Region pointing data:
# # #
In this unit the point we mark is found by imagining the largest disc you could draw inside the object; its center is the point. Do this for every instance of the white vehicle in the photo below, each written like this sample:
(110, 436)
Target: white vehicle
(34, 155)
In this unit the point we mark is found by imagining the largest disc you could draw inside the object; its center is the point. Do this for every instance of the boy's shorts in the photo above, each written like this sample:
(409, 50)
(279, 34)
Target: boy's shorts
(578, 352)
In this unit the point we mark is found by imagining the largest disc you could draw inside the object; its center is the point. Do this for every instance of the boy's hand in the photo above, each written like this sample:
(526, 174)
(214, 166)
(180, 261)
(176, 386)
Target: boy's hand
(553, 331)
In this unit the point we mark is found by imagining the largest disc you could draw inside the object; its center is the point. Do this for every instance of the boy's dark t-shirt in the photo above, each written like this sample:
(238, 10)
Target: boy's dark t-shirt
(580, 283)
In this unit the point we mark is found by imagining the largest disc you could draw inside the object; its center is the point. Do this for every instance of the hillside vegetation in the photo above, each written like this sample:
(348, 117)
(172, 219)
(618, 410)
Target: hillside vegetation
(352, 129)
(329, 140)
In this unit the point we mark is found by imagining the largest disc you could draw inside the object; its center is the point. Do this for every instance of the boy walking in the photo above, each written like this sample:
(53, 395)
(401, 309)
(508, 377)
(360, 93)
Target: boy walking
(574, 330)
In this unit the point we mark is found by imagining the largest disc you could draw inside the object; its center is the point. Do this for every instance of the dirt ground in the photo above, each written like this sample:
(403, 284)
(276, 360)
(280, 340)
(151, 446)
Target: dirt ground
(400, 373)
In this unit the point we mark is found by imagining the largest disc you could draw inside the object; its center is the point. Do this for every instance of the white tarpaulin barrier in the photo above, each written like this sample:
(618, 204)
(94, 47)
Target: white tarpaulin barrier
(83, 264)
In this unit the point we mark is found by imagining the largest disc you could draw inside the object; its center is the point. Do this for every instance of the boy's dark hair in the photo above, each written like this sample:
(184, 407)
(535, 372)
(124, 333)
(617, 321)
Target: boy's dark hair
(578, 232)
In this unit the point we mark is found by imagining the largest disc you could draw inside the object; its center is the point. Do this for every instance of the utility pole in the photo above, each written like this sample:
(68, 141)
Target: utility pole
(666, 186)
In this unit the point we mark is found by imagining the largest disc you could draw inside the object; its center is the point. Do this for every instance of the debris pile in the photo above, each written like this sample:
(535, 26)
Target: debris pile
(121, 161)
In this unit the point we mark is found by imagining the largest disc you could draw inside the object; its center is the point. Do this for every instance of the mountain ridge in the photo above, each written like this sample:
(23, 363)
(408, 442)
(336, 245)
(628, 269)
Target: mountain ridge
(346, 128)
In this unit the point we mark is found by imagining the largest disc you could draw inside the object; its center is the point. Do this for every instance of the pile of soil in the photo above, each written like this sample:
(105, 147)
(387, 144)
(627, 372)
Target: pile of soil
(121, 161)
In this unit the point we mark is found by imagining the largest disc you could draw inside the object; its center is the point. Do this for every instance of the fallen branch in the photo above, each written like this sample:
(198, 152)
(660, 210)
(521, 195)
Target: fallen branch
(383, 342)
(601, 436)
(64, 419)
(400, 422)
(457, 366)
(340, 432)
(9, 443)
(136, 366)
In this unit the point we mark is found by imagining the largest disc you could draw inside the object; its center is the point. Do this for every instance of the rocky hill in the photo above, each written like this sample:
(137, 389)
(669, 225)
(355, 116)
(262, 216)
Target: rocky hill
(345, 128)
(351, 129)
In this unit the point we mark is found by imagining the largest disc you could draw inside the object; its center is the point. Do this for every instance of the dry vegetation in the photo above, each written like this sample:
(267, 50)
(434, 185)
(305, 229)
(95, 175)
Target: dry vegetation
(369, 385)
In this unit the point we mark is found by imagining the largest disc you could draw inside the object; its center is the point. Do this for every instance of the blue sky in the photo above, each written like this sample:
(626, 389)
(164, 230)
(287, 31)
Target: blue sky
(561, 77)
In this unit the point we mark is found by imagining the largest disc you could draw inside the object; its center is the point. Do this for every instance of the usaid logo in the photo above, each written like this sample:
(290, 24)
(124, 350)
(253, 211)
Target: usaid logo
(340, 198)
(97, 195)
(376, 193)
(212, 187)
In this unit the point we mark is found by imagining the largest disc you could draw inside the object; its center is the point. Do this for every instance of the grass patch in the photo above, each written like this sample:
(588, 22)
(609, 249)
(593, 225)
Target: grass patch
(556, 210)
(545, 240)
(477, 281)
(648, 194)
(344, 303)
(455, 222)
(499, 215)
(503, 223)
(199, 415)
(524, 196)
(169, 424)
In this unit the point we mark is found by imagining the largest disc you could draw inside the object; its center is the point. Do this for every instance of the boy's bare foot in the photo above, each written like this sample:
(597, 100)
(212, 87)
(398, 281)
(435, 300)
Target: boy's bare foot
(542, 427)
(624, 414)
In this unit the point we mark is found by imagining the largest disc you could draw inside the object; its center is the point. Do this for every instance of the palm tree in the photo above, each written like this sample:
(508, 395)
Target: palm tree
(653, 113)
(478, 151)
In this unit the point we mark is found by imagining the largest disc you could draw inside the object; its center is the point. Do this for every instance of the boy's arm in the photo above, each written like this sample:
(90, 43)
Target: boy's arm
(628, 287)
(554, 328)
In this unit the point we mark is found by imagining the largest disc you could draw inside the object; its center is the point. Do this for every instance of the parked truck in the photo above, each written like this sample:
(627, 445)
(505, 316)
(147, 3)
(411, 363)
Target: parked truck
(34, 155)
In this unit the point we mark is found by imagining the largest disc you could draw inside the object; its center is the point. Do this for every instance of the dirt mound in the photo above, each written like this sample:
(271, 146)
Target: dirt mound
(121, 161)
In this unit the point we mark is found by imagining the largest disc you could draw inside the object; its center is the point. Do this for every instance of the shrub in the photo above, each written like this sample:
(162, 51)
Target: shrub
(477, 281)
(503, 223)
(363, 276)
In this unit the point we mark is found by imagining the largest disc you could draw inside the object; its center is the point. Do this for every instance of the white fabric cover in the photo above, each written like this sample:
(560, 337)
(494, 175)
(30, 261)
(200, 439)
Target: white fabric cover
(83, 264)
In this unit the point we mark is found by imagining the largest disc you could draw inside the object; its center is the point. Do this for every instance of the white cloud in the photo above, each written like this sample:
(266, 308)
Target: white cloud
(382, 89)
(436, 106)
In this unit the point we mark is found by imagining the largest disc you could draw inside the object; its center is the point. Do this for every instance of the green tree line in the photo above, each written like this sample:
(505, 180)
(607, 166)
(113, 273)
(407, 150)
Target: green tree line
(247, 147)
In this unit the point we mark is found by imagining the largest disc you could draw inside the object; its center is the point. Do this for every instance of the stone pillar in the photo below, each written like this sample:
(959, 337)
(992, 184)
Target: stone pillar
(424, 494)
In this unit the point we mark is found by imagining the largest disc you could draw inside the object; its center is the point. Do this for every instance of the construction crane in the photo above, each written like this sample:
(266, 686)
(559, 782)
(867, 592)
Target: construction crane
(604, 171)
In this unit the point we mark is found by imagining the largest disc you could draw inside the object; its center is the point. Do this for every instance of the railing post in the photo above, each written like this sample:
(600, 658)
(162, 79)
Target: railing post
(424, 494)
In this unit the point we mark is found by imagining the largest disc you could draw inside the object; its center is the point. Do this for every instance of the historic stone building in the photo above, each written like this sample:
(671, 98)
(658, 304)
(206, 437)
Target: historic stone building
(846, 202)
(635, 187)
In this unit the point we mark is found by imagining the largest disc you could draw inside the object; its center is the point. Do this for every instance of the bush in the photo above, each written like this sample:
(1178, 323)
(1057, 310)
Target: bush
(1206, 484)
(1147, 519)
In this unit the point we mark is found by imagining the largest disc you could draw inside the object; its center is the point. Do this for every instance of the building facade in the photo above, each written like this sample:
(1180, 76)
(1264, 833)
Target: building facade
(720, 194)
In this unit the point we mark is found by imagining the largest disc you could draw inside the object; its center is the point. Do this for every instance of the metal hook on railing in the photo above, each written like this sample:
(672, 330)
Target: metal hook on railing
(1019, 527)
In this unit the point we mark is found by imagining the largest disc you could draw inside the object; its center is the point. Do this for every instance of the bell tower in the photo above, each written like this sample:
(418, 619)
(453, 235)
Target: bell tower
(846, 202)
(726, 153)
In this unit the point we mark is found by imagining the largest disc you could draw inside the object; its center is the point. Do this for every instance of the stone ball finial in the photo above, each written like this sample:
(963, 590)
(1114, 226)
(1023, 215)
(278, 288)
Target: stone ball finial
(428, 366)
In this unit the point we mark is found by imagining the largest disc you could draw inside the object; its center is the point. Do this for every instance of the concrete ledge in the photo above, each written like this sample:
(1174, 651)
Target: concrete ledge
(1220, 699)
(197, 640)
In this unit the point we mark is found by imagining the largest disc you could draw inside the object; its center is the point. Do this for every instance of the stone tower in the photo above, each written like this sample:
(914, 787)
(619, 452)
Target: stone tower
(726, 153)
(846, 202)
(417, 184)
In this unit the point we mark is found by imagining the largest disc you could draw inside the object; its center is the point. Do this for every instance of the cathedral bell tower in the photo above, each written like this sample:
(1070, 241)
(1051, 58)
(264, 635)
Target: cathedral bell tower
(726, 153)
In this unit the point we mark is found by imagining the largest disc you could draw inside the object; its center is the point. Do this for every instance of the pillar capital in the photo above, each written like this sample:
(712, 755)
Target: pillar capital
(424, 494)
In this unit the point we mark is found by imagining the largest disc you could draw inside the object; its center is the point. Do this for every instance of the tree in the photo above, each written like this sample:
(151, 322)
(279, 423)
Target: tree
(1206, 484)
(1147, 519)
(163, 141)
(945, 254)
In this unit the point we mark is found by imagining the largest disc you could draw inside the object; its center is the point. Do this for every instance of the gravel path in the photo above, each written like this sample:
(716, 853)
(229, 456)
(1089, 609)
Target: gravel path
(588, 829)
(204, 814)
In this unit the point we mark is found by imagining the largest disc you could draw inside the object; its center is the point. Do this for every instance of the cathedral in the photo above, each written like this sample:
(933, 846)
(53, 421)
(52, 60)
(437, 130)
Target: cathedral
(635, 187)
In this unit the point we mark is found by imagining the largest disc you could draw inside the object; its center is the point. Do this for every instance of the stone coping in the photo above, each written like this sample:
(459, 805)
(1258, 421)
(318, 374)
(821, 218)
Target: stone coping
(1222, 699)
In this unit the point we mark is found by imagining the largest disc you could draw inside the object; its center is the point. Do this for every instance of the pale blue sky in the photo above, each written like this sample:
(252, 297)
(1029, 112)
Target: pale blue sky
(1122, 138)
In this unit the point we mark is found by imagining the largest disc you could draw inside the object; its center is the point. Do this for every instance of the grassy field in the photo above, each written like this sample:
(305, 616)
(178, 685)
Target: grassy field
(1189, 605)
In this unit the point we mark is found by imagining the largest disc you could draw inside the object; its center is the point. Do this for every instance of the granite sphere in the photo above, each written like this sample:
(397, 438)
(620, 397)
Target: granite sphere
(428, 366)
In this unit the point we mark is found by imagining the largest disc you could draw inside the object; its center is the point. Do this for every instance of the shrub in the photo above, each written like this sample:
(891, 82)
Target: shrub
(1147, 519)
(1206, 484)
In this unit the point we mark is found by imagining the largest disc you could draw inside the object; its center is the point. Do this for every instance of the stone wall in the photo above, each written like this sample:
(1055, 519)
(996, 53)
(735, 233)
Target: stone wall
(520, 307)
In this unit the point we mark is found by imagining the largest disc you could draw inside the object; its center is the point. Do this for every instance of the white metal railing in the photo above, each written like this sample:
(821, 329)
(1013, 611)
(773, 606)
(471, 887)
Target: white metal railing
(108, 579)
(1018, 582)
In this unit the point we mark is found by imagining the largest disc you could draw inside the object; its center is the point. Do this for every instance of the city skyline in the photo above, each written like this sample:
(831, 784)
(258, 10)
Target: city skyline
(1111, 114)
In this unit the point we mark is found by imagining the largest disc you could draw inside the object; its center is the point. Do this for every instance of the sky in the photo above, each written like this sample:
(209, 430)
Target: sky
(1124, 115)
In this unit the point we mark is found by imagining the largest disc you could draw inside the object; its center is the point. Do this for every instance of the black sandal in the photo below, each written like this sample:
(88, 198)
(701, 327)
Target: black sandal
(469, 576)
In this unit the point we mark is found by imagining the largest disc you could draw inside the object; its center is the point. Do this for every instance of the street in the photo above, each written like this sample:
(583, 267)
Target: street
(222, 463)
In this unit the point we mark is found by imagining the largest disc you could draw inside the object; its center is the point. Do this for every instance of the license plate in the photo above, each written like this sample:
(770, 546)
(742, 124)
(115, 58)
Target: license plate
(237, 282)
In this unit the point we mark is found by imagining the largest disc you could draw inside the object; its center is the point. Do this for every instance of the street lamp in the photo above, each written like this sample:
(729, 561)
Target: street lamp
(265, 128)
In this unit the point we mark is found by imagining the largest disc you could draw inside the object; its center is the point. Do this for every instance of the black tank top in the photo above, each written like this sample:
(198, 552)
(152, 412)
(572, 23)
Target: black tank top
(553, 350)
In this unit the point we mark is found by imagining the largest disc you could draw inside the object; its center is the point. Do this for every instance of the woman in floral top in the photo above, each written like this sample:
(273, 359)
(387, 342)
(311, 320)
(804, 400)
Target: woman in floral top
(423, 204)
# # #
** Task directions **
A single figure is all that is needed: the number of lines above that contain the string "below".

** Task response **
3